Recast every line of the records below as a Markdown table with two columns, No. and Text, numbering each row and skipping blank lines. Leave the pictures out of the table.
** Begin **
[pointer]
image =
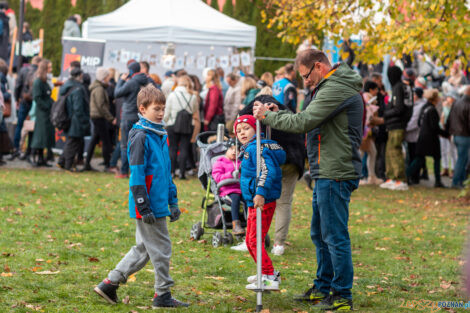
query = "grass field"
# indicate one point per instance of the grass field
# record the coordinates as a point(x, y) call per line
point(61, 233)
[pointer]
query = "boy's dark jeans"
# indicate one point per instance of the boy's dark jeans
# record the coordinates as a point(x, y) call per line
point(329, 233)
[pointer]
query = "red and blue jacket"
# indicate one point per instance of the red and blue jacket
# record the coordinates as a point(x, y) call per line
point(151, 185)
point(269, 183)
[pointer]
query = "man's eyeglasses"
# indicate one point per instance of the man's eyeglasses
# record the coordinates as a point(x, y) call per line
point(310, 72)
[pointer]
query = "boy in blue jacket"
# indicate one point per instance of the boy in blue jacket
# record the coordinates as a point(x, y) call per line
point(261, 193)
point(152, 197)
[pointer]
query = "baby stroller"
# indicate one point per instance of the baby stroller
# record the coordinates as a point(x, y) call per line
point(216, 210)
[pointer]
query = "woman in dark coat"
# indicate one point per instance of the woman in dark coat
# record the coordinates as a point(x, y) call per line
point(43, 136)
point(428, 140)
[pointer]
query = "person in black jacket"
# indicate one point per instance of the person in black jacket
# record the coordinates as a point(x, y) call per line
point(397, 113)
point(428, 141)
point(292, 170)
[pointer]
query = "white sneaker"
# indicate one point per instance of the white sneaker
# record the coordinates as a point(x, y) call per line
point(399, 185)
point(253, 279)
point(240, 247)
point(277, 250)
point(267, 284)
point(388, 183)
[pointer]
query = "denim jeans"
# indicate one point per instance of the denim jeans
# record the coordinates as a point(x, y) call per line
point(126, 126)
point(22, 115)
point(330, 234)
point(463, 145)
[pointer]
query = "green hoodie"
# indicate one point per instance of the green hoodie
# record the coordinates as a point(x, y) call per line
point(333, 123)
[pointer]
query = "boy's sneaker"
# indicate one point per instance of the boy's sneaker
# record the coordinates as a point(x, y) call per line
point(253, 279)
point(107, 290)
point(311, 295)
point(267, 284)
point(166, 301)
point(387, 184)
point(240, 247)
point(399, 185)
point(334, 302)
point(277, 250)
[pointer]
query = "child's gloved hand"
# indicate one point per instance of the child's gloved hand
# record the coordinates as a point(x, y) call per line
point(235, 174)
point(149, 218)
point(175, 213)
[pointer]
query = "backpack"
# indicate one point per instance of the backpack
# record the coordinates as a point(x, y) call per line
point(59, 117)
point(183, 122)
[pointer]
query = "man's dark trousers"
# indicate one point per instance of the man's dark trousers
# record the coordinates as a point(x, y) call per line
point(329, 233)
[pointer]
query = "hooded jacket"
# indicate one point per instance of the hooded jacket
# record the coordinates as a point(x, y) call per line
point(333, 120)
point(270, 181)
point(71, 29)
point(129, 90)
point(78, 109)
point(99, 102)
point(150, 184)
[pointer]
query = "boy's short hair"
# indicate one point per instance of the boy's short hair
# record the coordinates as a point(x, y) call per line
point(148, 95)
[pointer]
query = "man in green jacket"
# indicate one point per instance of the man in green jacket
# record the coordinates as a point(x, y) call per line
point(333, 122)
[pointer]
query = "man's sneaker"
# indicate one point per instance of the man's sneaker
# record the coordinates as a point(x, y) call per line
point(277, 250)
point(266, 284)
point(388, 183)
point(399, 185)
point(311, 295)
point(253, 279)
point(240, 247)
point(107, 290)
point(334, 302)
point(166, 301)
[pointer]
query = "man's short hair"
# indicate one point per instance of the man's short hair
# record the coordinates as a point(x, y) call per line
point(148, 95)
point(310, 56)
** End **
THE COMPLETED TASK:
| No. | Text |
|---|---|
| 1 | [pointer] |
| 2 | image = |
| 3 | query = "grass field" |
| 4 | # indicate one point per instance of the grass field |
| 5 | # record the coordinates as a point(x, y) call per line |
| 6 | point(61, 233) |
| 7 | [pointer] |
| 8 | query = "boy's dark jeans" |
| 9 | # indicate one point per instance of the boy's dark jeans |
| 10 | # record the coordinates as a point(x, y) call per line |
| 11 | point(329, 233) |
| 12 | [pointer] |
| 13 | query = "red and blue jacket" |
| 14 | # indicate one point per instance of the red and blue jacket |
| 15 | # record the coordinates as a point(x, y) call per line |
| 16 | point(151, 185) |
| 17 | point(269, 183) |
| 18 | [pointer] |
| 19 | query = "man's eyeglasses" |
| 20 | # indicate one point per instance of the man's eyeglasses |
| 21 | # record the coordinates as a point(x, y) call per line |
| 22 | point(310, 72) |
| 23 | [pointer] |
| 24 | query = "boy in blue jacket" |
| 25 | # indicate one point per instance of the boy in blue jacket |
| 26 | # record the coordinates as a point(x, y) call per line |
| 27 | point(261, 193) |
| 28 | point(152, 197) |
| 29 | [pointer] |
| 30 | query = "baby stroller" |
| 31 | # indicate one point per instance of the baby stroller |
| 32 | # record the coordinates as a point(x, y) call per line |
| 33 | point(216, 210) |
| 34 | [pointer] |
| 35 | query = "woman in dark coat" |
| 36 | # indicate one point per instance of the woman in dark coat |
| 37 | # record the coordinates as a point(x, y) call per line |
| 38 | point(43, 136) |
| 39 | point(428, 140) |
| 40 | [pointer] |
| 41 | query = "person in black jacket" |
| 42 | # indicate one point per instance of the person in black jacket |
| 43 | # record the coordinates as a point(x, y) call per line |
| 44 | point(397, 113) |
| 45 | point(428, 141) |
| 46 | point(292, 170) |
| 47 | [pointer] |
| 48 | query = "white sneaker" |
| 49 | # indicate one point per instance of the white sneaker |
| 50 | # record the coordinates as a point(x, y) call per line |
| 51 | point(399, 185) |
| 52 | point(253, 279) |
| 53 | point(240, 247) |
| 54 | point(277, 250) |
| 55 | point(267, 284) |
| 56 | point(388, 183) |
| 57 | [pointer] |
| 58 | query = "denim jeans" |
| 59 | # indicate one point per instance of the denim jeans |
| 60 | # record the coordinates as a point(x, y) call per line |
| 61 | point(126, 126) |
| 62 | point(22, 115) |
| 63 | point(330, 234) |
| 64 | point(463, 145) |
| 65 | [pointer] |
| 66 | query = "green hoodie" |
| 67 | # indicate one point per instance of the green hoodie |
| 68 | # record the coordinates as a point(x, y) call per line |
| 69 | point(333, 123) |
| 70 | [pointer] |
| 71 | query = "boy's sneaker" |
| 72 | # indicate one point per instance of the boy's sneaker |
| 73 | # record the coordinates as a point(x, y) call per line |
| 74 | point(253, 279) |
| 75 | point(107, 290) |
| 76 | point(311, 295) |
| 77 | point(267, 284) |
| 78 | point(166, 301) |
| 79 | point(387, 184) |
| 80 | point(240, 247) |
| 81 | point(399, 185) |
| 82 | point(334, 302) |
| 83 | point(277, 250) |
| 84 | [pointer] |
| 85 | query = "child's gloved hand" |
| 86 | # indicate one point per instance of the child's gloved hand |
| 87 | # record the coordinates as a point(x, y) call per line |
| 88 | point(235, 174) |
| 89 | point(149, 218) |
| 90 | point(175, 213) |
| 91 | [pointer] |
| 92 | query = "backpack" |
| 93 | # indicate one point per instance of the backpack |
| 94 | # record the coordinates as a point(x, y) call per line |
| 95 | point(59, 117) |
| 96 | point(183, 122) |
| 97 | [pointer] |
| 98 | query = "man's dark trousers" |
| 99 | # indicate one point per instance of the man's dark trousers |
| 100 | # record the coordinates as a point(x, y) call per line |
| 101 | point(329, 233) |
| 102 | [pointer] |
| 103 | query = "hooded jacket" |
| 104 | # indicate one point per instance of the hooded jacket |
| 105 | # record the coordinates as a point(x, y) call per line |
| 106 | point(333, 120) |
| 107 | point(270, 181) |
| 108 | point(71, 29) |
| 109 | point(129, 90) |
| 110 | point(78, 109) |
| 111 | point(99, 102) |
| 112 | point(150, 184) |
| 113 | [pointer] |
| 114 | query = "boy's short hair" |
| 115 | # indicate one point per instance of the boy's short hair |
| 116 | # record the coordinates as a point(x, y) call per line |
| 117 | point(148, 95) |
| 118 | [pointer] |
| 119 | query = "man in green jacket" |
| 120 | # indicate one point per instance of the man in green jacket |
| 121 | # record the coordinates as a point(x, y) call per line |
| 122 | point(333, 122) |
| 123 | [pointer] |
| 124 | query = "man's sneaker" |
| 125 | # indicate one point per instance of the man's sneaker |
| 126 | # record the coordinates as a point(x, y) call per line |
| 127 | point(277, 250) |
| 128 | point(266, 284) |
| 129 | point(388, 183) |
| 130 | point(399, 185) |
| 131 | point(311, 295) |
| 132 | point(253, 279) |
| 133 | point(240, 247) |
| 134 | point(107, 290) |
| 135 | point(334, 302) |
| 136 | point(166, 301) |
| 137 | [pointer] |
| 138 | query = "man's short hair" |
| 139 | # indicate one point per instance of the man's short hair |
| 140 | # record the coordinates as a point(x, y) call per line |
| 141 | point(148, 95) |
| 142 | point(310, 56) |